→ **Exercise directions**: Reproduce all of the rows below word for word, leaving out any pictures.

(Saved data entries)
══════

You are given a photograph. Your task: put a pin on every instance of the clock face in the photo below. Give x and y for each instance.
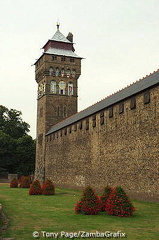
(62, 85)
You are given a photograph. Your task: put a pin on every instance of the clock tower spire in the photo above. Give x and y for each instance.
(56, 72)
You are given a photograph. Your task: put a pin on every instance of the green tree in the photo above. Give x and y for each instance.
(7, 153)
(17, 148)
(11, 123)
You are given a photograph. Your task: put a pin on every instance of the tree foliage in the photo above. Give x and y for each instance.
(12, 124)
(17, 148)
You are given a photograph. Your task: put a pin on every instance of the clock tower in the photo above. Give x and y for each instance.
(56, 73)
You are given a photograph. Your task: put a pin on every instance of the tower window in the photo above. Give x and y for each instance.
(68, 72)
(57, 72)
(111, 112)
(51, 71)
(87, 124)
(54, 58)
(64, 112)
(94, 121)
(73, 73)
(63, 59)
(101, 118)
(146, 97)
(70, 89)
(53, 87)
(58, 111)
(121, 107)
(80, 125)
(62, 72)
(133, 103)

══════

→ **Result of this task**:
You are given a photograph. Your task: put a pin on every instance of the clock face in the photo below. Give x and y for each instance.
(62, 85)
You are given a photograph. Your task: put a pin on every instance of the clock tower spire in the photo above. Give x and y for each instance.
(56, 72)
You are given a photograph. Your task: put a pin on every instance of the green tree in the photo above. Give x and y for each instance.
(7, 153)
(17, 148)
(11, 123)
You are given a photograph. Your task: put a pin on every instance of the tree foliage in the photo above. Give x and y for each instance.
(12, 124)
(17, 148)
You are given a photograph. Your task: put a pin on every instance of the clock tower in the photo above. Give x and y for each instance.
(56, 73)
You are given a photograph. Your task: put a pin on every instance of the tower window in the photo above. Give x and y for each instance.
(68, 72)
(57, 72)
(111, 112)
(51, 71)
(87, 124)
(54, 58)
(64, 112)
(94, 121)
(73, 73)
(63, 59)
(101, 118)
(146, 97)
(70, 89)
(53, 87)
(58, 111)
(121, 107)
(80, 125)
(62, 72)
(133, 103)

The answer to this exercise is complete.